▶ Exercise aim
Rewrite the records starting at the line containing "Could you point out the black front" and ending at the line containing "<point>505,353</point>", keeping the request as it stands and multiplying every point coordinate in the answers by 1.6, rounded to whole numbers with halves going up. Return only those lines.

▶ Dataset records
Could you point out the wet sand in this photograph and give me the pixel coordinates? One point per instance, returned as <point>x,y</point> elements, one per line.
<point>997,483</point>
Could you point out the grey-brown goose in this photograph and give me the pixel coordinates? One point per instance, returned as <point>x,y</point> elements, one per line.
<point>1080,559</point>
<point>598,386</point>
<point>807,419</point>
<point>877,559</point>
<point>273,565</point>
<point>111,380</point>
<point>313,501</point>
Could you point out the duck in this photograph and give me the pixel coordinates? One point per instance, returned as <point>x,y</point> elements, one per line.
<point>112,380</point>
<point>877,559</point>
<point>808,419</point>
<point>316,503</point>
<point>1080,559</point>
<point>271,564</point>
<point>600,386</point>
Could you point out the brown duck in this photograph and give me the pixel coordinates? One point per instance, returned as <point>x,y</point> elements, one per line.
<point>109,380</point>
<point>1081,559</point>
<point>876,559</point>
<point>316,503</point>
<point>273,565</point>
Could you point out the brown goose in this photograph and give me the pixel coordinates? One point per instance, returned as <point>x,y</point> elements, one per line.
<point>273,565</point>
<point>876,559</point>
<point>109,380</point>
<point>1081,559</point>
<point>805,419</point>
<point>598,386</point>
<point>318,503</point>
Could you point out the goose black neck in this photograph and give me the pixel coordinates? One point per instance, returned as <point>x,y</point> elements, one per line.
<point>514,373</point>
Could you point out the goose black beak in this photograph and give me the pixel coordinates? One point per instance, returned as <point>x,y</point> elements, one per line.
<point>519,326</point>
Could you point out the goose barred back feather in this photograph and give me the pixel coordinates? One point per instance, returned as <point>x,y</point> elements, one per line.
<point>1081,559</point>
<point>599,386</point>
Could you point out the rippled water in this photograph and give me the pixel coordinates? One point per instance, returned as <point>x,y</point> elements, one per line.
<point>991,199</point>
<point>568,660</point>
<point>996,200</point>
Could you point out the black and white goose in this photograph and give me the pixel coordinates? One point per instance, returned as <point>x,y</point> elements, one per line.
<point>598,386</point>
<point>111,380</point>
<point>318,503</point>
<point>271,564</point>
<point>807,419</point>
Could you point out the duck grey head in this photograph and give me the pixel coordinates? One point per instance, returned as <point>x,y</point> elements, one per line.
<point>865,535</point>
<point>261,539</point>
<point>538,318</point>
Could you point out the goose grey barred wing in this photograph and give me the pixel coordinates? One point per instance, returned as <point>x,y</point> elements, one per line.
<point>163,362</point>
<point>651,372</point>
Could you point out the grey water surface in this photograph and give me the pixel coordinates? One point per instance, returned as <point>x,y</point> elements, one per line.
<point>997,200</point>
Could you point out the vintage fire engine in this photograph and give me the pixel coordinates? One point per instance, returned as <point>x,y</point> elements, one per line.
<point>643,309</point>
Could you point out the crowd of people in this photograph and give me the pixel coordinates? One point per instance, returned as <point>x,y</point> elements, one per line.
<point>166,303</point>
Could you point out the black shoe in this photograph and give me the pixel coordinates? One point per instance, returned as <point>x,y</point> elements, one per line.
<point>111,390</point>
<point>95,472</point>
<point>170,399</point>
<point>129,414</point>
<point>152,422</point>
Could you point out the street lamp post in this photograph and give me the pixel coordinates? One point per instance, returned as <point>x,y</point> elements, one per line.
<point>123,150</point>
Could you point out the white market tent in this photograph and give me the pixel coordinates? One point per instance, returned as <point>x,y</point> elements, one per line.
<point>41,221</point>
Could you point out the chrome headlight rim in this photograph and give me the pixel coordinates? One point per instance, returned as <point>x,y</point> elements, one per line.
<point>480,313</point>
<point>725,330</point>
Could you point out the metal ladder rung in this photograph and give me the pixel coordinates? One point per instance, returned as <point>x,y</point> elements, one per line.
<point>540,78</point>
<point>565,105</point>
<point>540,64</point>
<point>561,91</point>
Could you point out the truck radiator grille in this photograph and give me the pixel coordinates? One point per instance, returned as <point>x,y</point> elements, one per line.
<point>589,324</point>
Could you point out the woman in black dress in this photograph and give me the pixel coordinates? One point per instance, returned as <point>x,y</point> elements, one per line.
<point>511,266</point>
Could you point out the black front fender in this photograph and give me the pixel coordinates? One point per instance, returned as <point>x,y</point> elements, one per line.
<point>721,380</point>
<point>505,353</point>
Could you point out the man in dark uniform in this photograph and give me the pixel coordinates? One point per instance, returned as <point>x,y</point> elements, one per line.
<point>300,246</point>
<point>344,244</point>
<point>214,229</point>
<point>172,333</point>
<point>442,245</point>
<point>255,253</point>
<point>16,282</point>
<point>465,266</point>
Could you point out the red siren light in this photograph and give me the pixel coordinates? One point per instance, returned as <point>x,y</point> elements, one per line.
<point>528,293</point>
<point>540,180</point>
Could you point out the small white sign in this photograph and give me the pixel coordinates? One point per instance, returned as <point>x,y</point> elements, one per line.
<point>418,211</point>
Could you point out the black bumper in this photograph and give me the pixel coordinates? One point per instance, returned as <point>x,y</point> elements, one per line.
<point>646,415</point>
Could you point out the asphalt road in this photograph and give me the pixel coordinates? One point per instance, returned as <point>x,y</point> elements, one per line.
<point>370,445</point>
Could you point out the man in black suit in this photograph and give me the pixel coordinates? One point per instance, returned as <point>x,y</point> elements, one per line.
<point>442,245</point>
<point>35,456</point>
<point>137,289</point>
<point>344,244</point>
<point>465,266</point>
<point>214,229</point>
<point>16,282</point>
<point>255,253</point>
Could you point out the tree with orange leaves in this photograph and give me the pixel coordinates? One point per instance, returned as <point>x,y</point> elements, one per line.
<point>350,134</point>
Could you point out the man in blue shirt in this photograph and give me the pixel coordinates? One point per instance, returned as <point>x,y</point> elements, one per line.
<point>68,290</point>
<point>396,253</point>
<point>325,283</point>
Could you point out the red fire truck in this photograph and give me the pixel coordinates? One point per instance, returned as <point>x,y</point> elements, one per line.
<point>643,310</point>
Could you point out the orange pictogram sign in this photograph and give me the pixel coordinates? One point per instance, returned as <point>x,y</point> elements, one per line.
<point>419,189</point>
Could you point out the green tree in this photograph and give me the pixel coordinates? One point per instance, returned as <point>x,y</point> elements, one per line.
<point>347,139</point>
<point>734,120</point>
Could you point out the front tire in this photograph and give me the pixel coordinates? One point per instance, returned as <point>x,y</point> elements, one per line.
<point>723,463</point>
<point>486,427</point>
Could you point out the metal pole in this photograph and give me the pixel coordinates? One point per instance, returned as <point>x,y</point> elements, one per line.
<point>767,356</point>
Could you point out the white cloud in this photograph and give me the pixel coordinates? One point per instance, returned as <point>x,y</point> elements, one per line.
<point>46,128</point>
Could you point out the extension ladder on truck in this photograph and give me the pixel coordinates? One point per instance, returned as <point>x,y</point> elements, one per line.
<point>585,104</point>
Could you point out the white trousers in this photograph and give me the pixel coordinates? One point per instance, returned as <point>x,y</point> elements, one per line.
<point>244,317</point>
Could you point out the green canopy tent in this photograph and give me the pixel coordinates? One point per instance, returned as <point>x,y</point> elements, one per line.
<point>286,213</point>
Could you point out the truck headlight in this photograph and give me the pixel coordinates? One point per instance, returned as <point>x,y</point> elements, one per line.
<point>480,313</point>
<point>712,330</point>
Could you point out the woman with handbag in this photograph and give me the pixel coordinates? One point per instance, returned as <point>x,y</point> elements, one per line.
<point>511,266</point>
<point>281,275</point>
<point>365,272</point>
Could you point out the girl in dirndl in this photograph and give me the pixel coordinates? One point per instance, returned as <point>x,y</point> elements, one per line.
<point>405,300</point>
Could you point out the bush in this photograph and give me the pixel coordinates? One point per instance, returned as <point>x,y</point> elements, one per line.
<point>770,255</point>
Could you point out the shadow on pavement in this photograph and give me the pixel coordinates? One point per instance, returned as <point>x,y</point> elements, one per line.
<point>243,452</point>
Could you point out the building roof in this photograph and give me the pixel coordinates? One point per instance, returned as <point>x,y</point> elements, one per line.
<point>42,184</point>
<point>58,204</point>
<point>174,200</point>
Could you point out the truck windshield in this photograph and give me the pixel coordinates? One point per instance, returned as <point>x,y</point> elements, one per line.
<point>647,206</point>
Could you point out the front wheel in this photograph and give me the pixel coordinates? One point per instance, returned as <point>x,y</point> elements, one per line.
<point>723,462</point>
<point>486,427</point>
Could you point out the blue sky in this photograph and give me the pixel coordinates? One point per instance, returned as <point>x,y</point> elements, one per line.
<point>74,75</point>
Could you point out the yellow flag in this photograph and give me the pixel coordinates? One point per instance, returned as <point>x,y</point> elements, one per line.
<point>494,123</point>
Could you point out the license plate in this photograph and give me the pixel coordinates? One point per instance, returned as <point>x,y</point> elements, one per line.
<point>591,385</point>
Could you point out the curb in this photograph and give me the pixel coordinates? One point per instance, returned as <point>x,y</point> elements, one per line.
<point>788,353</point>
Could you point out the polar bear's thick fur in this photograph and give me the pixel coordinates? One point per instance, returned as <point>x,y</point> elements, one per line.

...

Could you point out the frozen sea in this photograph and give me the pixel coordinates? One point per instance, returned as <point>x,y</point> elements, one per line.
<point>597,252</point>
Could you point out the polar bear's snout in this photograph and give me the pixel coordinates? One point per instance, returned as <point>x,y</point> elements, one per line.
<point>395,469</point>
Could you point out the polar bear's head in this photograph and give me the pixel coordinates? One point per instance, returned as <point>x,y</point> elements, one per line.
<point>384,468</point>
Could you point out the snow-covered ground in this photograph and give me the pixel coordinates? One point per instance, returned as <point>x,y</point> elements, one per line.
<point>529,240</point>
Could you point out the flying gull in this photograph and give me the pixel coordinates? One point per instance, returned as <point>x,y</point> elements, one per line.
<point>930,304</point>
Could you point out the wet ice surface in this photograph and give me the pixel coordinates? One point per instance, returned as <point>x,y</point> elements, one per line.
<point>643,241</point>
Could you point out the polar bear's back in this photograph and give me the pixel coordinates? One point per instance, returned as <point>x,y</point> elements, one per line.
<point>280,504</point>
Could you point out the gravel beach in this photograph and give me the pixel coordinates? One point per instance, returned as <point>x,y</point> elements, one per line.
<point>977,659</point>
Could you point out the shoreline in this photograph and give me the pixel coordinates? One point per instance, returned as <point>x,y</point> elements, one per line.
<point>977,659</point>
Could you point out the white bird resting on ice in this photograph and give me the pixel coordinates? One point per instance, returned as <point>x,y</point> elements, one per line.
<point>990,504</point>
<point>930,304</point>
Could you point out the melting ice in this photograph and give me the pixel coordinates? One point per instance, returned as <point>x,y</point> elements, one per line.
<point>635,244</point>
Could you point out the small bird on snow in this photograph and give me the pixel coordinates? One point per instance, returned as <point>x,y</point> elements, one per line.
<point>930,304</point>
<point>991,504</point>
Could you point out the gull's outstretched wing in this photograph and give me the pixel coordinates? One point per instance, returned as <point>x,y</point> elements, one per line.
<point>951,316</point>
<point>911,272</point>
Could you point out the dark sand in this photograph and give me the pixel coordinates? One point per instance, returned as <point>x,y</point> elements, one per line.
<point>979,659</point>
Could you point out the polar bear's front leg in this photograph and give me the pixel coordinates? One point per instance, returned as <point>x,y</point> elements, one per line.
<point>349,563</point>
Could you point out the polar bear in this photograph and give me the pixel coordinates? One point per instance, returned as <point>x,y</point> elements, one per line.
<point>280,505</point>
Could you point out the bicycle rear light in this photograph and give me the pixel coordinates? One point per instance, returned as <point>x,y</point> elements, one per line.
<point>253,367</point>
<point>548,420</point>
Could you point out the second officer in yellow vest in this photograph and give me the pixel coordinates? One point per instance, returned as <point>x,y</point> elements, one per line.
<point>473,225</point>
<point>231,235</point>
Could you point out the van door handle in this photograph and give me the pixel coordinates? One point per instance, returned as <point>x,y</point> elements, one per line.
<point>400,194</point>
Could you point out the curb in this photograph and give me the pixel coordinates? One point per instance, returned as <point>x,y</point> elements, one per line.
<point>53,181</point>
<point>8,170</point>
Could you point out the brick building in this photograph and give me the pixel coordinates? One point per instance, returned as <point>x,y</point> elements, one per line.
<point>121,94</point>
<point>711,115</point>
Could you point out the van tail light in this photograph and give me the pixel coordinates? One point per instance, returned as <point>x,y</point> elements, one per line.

▶ Solution
Could you point out the black front fender in this photograph and give me the pixel coordinates? One point per instance, returned as <point>x,y</point> elements, one per line.
<point>1154,608</point>
<point>808,565</point>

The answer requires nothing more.